=== Text for analysis ===
Three men fed her sedatives then raped her.

Her mother, who had been washing clothes in a stream near their home in Freetown, Sierra Leone’s capital, got home to find her child lying on the ground distraught, her legs and dress stained with blood.

“They put dirty clothes in my mouth and raped me,” the girl told AFP, without giving her real name.

The family reported the attack to the police and identified the rapists, but no charges were ever brought.

Thousands of children and young girls were raped last year in Sierra Leone , a silent epidemic of suffering in one of the world’s poorest countries.

According to police statistics, recorded cases of sexual and gender-based violence almost doubled last year, reaching 8,505 in a population of 7.5 million, up from 4,750 a year earlier.

And of that number, 2,579 cases , around a third , involved the rape of a minor.

But, as with the incidence of rape in almost every country, this shocking tally is almost certainly an understatement. “Mary” and her family plucked up the courage to report the crime: many do not.

“We have a culture of rape in Sierra Leone,” admitted Chernor Bah of the UN’s Global Education First Initiative at a demonstration in Freetown last month where more than 500 black-clad protesters took to the streets over violence against women.

Last month, First Lady of Sierra Leone, Fatima Bio led a national campaign against rape in the capital, Freetown.

=== Tasks ===
1. List every number written in digits in the article on rape in Sierra Leone.
2. Write out part of the article on rape in Sierra Leone without changing a word, beginning at the words "According to police" and stopping after the words "many do not.".

=== Dataset excerpts ===
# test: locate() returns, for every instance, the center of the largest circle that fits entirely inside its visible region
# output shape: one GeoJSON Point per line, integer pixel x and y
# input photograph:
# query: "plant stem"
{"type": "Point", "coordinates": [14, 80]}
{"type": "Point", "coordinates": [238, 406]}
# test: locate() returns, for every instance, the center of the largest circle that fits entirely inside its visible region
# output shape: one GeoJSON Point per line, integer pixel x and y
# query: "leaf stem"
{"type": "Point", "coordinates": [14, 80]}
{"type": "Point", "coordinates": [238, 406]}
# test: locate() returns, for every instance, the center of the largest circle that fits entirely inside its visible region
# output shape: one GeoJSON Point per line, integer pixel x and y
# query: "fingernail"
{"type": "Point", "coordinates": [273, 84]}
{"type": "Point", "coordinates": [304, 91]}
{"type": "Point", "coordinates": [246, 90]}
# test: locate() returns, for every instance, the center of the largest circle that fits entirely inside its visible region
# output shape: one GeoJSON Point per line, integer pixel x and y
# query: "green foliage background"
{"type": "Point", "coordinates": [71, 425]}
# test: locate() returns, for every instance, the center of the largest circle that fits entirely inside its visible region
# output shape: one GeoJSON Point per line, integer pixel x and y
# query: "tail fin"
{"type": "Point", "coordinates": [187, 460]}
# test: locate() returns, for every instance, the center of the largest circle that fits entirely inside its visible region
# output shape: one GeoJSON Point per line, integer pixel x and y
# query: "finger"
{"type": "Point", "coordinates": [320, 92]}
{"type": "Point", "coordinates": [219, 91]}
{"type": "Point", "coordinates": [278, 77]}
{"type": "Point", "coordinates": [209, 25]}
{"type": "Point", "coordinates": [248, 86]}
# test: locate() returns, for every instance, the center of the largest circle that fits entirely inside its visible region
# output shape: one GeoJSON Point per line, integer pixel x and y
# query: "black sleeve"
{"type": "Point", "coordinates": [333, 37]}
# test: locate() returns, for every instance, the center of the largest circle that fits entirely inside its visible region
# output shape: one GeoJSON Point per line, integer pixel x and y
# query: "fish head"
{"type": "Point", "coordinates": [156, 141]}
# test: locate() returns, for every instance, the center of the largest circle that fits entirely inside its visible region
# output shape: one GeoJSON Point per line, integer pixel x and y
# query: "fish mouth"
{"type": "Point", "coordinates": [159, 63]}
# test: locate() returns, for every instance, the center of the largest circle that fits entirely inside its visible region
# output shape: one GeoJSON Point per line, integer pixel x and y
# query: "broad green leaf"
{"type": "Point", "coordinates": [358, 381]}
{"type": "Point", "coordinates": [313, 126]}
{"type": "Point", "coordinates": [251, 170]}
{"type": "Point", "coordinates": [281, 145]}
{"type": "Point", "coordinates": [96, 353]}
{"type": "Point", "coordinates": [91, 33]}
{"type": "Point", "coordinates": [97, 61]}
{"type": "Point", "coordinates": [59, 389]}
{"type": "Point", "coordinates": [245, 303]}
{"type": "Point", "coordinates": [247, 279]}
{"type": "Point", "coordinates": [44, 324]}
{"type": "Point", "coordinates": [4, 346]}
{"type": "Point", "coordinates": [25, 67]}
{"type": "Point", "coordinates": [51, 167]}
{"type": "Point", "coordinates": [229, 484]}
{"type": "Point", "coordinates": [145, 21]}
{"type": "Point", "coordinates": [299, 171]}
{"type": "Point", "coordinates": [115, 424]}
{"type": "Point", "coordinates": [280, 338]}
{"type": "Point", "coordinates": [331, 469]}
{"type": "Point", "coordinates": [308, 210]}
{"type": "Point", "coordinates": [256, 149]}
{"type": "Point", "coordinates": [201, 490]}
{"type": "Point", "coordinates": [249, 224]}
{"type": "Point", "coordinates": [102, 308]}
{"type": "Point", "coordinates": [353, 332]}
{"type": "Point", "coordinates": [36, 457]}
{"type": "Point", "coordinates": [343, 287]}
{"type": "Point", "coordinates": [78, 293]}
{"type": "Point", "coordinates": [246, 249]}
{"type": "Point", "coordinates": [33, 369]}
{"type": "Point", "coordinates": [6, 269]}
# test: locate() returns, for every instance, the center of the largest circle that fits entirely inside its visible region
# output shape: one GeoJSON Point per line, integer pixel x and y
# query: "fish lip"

=== Answer list ===
1.
8,505
7.5 million
4,750
2,579
500

2.
According to police statistics, recorded cases of sexual and gender-based violence almost doubled last year, reaching 8,505 in a population of 7.5 million, up from 4,750 a year earlier.

And of that number, 2,579 cases , around a third , involved the rape of a minor.

But, as with the incidence of rape in almost every country, this shocking tally is almost certainly an understatement. “Mary” and her family plucked up the courage to report the crime: many do not.